### Activity
Edit the passage on the INEOS bioethanol plant: start at the words "In November 2009" and end after "40 people thereafter.", giving that stretch again with "feasibility study" changed to "viability study".

### Document extract
= = = =

INEOS Bioethanol Plant, Tees Valley, United Kingdom


INEOS Bio is planning a bioethanol plant which will use waste as its feedstock, the first of its kind in Europe. The plant will be located at Seal Sands in the Tees Valley, UK. In June 2010, the company received a total of £7.3m ($10.7m) in grants from various government agencies.

The bioethanol plant will have a capacity to convert commercial and biodegradeable household waste from one million homes into 150,000t of bioethanol annually.

The E10 biofuel will be sufficient for about 1.5 million vehicles a year and reduce 50,000t of carbon dioxide emissions.

The plant will also generate 3MW of renewable electricity sufficient to power about 6,000 homes. The estimated investment in the plant is £52m.

Design and construction of INEOS Bio's plant

"In June 2010, the company received a total of £7.3m ($10.7m) in grants from various government agencies."

In November 2009 INEOS conducted a feasibility study for the construction of the bioethanol plant at the INEOS Seal Sands site. The £3.5m study involved detailed engineering design work for the plant.

The study was supported by the DECC and the Regional Development Agency One North East with a £2.2m grant.

Stockton Council approved the planning consent for INEOS Bio for the initial bio-energy plant. The INEOS plant will create 350 jobs during construction and provide employment to more than 40 people thereafter.

As of June 2011, front-end design and engineering for the plant has been completed. Full planning consent has also been received. INEOS is currently negotiating contractual agreements for feedstock supply. It is also seeking finance for commencing phase A of the construction of the plant.

= = = =

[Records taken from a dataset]

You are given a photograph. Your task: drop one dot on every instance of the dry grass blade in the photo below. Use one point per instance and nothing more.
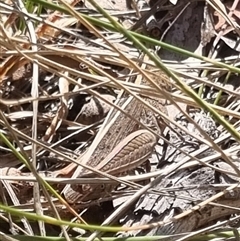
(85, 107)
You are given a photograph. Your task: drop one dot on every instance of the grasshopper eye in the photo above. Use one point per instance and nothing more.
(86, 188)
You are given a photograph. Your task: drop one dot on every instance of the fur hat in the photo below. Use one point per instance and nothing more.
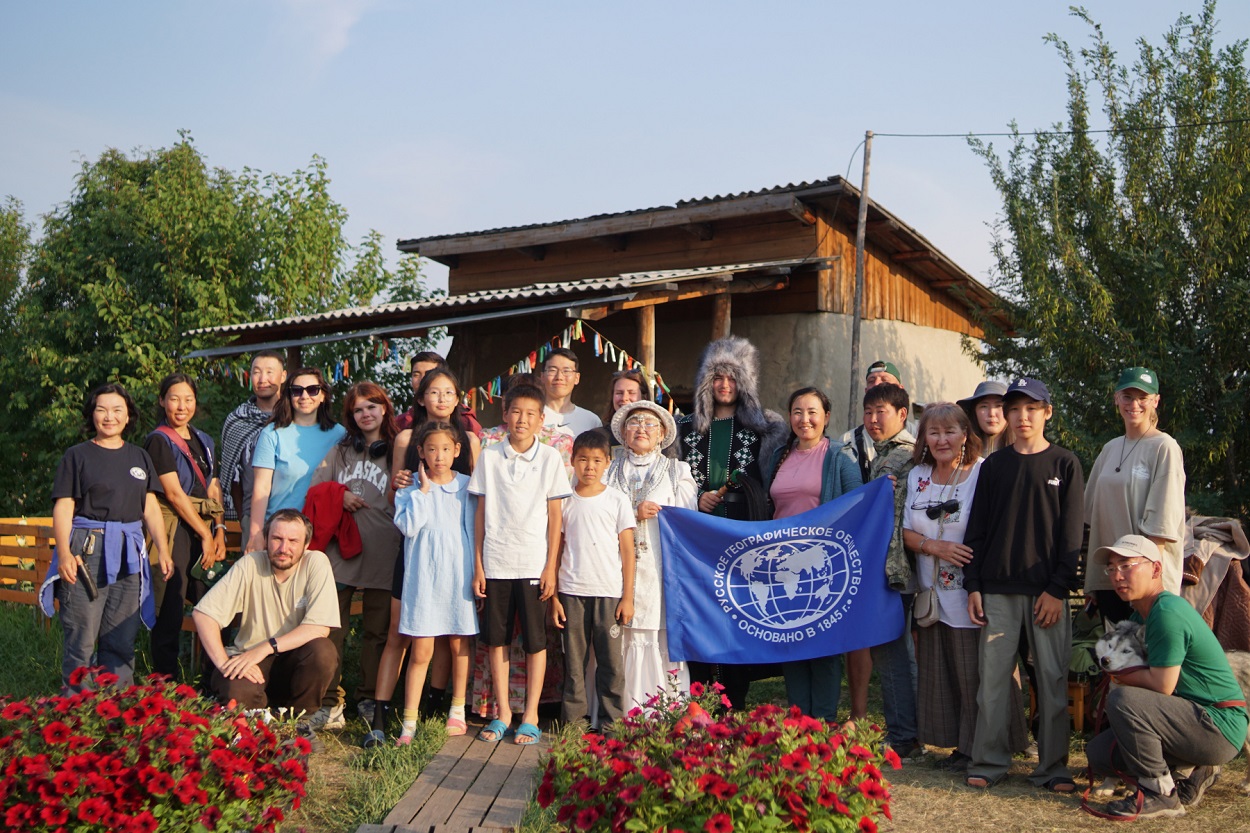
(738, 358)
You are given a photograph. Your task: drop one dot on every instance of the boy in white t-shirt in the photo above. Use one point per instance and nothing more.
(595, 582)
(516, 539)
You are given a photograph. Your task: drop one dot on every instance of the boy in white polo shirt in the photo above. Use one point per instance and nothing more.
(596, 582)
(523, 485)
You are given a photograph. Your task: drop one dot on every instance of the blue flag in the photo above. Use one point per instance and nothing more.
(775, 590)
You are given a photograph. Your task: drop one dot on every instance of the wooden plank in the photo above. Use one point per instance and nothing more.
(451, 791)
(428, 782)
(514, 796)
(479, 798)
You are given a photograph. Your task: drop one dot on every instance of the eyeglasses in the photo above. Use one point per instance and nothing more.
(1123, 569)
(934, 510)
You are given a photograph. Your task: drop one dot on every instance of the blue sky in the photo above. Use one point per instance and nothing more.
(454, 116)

= = = =

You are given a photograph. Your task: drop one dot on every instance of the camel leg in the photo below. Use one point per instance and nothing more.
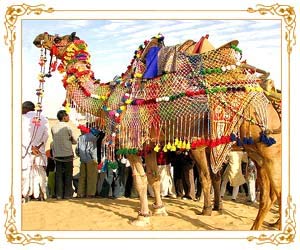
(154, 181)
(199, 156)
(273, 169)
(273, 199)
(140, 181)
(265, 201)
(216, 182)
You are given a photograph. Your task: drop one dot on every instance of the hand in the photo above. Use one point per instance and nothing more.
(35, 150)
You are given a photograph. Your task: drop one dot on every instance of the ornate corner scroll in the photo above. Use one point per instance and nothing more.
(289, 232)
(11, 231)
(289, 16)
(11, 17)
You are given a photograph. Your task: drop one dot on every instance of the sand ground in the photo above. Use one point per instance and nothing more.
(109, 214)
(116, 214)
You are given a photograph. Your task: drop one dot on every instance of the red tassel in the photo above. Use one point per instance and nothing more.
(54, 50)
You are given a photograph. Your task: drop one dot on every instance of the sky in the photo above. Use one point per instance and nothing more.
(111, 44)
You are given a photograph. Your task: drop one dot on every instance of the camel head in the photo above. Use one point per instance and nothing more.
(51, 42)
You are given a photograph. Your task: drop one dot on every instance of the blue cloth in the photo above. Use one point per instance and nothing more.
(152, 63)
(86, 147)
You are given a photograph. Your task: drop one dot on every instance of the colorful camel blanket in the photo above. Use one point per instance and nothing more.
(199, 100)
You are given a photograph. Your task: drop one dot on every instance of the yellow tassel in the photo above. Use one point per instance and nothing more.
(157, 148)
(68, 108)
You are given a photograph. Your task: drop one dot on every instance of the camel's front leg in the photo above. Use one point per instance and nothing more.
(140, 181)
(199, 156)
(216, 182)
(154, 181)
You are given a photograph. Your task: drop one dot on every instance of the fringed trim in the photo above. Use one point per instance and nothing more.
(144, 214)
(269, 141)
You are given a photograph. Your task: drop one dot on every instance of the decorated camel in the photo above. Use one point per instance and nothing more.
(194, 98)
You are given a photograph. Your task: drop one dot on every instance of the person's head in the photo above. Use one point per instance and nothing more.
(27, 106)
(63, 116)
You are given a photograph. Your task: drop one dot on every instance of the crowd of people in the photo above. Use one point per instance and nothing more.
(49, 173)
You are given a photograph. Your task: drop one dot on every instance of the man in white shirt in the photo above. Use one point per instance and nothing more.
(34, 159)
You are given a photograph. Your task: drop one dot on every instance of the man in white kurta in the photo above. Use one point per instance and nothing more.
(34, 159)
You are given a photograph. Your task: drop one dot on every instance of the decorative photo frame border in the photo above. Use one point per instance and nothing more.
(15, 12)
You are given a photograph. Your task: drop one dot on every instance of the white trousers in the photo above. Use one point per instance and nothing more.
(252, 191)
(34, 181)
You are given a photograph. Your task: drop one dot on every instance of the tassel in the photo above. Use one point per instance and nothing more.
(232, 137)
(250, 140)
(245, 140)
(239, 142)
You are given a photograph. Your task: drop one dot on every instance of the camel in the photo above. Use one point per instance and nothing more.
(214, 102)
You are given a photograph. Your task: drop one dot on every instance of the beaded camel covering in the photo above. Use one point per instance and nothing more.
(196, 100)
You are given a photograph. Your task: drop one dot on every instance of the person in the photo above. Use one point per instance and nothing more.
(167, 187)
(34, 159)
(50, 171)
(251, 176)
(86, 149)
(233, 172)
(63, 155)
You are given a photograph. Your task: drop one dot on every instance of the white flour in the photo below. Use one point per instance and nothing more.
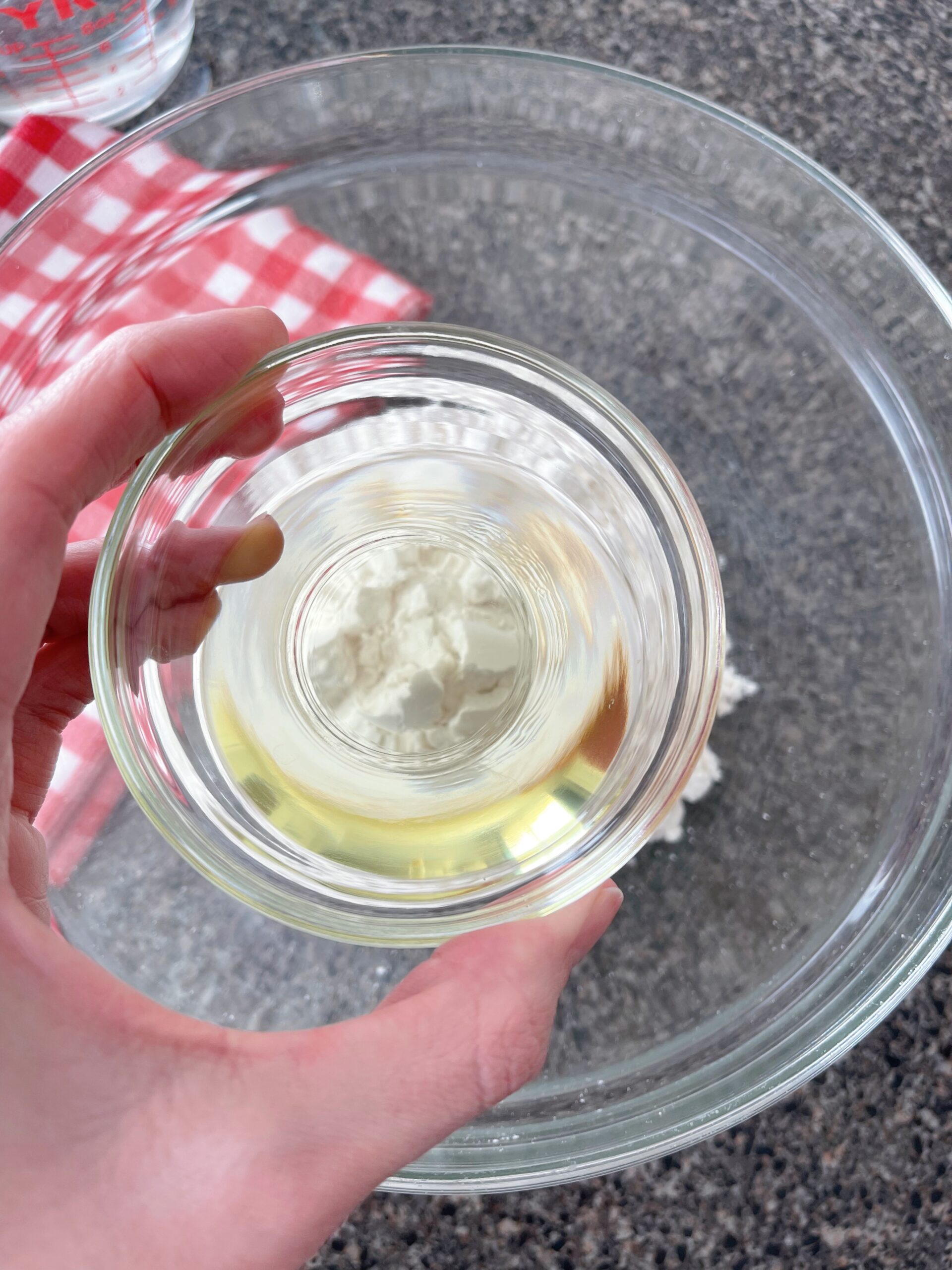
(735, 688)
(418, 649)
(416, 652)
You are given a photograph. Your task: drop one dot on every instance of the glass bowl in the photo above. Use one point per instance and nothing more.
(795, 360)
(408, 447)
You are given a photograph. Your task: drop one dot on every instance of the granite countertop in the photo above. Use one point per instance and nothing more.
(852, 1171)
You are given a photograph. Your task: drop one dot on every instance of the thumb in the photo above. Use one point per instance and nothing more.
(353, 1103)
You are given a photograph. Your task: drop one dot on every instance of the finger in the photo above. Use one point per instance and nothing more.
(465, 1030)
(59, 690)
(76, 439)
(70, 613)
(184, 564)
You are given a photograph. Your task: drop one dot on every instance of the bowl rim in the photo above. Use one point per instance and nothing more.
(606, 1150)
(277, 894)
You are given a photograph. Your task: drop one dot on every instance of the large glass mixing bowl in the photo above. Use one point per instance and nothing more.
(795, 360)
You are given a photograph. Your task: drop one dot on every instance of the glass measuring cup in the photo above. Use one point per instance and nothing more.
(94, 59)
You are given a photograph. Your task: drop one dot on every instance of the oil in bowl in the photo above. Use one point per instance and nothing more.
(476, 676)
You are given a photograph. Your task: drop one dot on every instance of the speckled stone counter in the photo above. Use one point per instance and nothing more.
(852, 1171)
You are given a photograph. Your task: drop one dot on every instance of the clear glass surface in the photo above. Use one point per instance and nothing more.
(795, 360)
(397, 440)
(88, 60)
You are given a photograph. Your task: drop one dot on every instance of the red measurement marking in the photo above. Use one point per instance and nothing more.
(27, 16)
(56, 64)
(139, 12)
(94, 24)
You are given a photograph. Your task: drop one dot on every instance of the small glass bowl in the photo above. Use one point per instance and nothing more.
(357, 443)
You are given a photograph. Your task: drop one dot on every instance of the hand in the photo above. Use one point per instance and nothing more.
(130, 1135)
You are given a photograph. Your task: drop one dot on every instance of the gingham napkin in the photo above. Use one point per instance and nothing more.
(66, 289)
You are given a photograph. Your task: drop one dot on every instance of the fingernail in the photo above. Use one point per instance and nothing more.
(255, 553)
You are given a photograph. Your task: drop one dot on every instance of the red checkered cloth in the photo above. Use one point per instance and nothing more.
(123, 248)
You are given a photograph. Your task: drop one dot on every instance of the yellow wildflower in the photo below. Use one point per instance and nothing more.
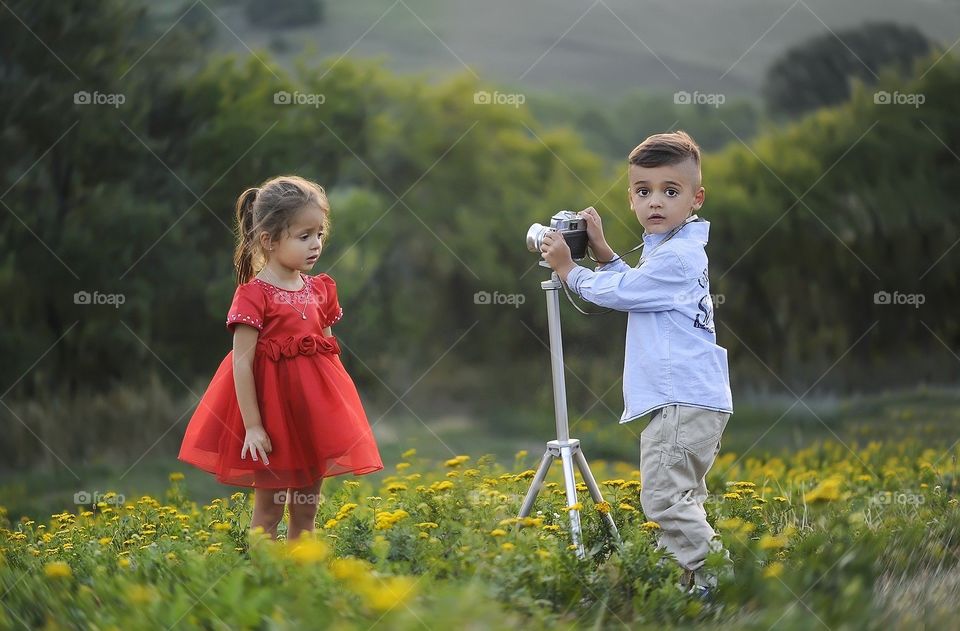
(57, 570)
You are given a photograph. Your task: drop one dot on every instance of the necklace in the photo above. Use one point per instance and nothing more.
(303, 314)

= = = =

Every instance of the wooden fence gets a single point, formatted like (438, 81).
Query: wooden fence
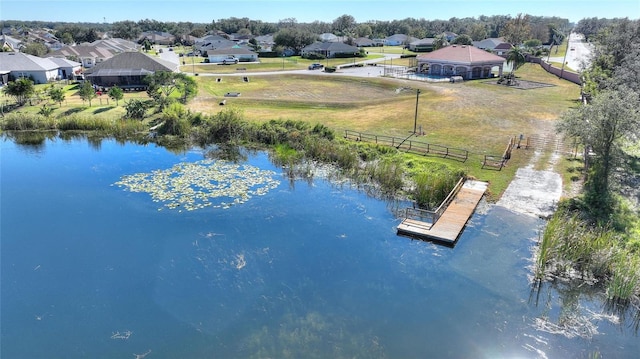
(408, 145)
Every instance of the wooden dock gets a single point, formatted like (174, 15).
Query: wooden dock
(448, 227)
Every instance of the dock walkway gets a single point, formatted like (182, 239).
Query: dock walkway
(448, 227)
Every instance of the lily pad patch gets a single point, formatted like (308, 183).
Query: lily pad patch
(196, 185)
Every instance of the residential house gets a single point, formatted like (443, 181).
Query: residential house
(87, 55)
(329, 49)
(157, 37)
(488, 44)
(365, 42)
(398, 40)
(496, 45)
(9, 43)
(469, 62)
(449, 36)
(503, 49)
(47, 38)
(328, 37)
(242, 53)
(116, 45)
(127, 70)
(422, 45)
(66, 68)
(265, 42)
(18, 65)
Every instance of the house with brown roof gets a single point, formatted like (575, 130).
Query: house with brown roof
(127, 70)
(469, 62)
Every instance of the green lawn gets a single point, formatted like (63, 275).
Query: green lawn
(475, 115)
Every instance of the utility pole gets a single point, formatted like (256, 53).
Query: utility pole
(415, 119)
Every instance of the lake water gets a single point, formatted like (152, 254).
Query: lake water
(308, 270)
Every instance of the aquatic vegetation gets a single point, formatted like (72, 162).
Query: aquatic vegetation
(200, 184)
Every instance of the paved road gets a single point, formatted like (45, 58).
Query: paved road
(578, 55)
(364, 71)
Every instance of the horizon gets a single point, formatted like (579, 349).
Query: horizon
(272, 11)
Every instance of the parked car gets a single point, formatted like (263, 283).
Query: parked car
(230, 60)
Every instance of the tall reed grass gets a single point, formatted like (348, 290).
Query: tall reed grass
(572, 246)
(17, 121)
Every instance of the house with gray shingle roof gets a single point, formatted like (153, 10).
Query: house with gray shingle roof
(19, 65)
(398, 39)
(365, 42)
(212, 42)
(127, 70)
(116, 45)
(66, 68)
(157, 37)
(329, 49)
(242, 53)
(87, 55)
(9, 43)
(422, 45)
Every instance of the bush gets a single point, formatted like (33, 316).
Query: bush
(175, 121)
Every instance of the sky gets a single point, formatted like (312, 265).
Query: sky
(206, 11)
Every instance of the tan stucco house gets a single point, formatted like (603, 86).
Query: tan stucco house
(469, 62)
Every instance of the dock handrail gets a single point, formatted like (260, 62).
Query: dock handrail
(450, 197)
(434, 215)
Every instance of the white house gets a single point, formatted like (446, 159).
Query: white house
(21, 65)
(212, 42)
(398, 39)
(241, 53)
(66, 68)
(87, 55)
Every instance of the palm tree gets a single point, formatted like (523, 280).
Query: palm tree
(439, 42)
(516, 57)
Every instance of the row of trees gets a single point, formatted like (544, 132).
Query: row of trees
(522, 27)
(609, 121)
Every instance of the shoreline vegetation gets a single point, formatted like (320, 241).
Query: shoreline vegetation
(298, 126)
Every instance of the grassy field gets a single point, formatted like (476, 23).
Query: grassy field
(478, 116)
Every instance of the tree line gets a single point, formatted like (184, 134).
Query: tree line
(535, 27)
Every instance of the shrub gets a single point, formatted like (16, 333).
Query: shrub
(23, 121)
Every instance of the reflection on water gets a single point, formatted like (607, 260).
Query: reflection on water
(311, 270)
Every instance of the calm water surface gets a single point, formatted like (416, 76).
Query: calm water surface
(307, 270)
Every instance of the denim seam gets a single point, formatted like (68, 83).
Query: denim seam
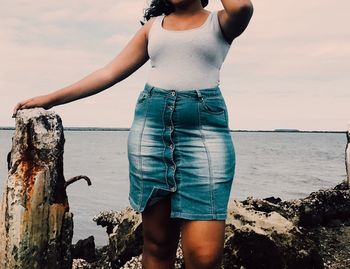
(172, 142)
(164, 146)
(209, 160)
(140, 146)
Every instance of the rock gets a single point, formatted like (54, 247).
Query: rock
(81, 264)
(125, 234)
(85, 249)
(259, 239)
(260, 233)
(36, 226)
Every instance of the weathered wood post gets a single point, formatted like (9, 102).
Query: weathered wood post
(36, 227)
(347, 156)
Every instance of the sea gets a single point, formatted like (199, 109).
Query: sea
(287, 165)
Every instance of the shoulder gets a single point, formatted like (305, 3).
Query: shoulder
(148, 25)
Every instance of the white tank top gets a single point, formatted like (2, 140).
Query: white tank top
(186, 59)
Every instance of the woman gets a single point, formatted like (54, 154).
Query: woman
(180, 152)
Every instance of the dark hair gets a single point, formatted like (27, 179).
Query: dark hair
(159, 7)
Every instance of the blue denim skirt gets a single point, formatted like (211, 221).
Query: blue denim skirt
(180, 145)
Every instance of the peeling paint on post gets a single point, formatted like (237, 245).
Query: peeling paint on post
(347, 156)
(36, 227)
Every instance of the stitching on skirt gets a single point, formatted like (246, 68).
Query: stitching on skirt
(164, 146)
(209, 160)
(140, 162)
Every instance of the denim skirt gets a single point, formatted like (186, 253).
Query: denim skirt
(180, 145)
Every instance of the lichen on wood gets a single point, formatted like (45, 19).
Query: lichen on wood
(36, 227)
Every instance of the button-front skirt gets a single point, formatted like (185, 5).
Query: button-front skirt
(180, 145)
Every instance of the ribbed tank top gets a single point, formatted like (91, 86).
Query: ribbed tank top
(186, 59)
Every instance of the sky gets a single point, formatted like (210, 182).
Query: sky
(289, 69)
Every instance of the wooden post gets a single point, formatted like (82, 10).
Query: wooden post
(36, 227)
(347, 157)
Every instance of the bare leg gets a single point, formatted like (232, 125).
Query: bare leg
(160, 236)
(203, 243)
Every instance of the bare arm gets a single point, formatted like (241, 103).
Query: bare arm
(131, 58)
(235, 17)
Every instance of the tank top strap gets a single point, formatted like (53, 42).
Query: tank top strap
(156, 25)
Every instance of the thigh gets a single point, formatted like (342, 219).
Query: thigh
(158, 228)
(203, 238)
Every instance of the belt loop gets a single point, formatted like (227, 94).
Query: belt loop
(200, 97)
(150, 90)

= = = =

### Response
In November 2009 INEOS conducted a viability study for the construction of the bioethanol plant at the INEOS Seal Sands site. The £3.5m study involved detailed engineering design work for the plant.

The study was supported by the DECC and the Regional Development Agency One North East with a £2.2m grant.

Stockton Council approved the planning consent for INEOS Bio for the initial bio-energy plant. The INEOS plant will create 350 jobs during construction and provide employment to more than 40 people thereafter.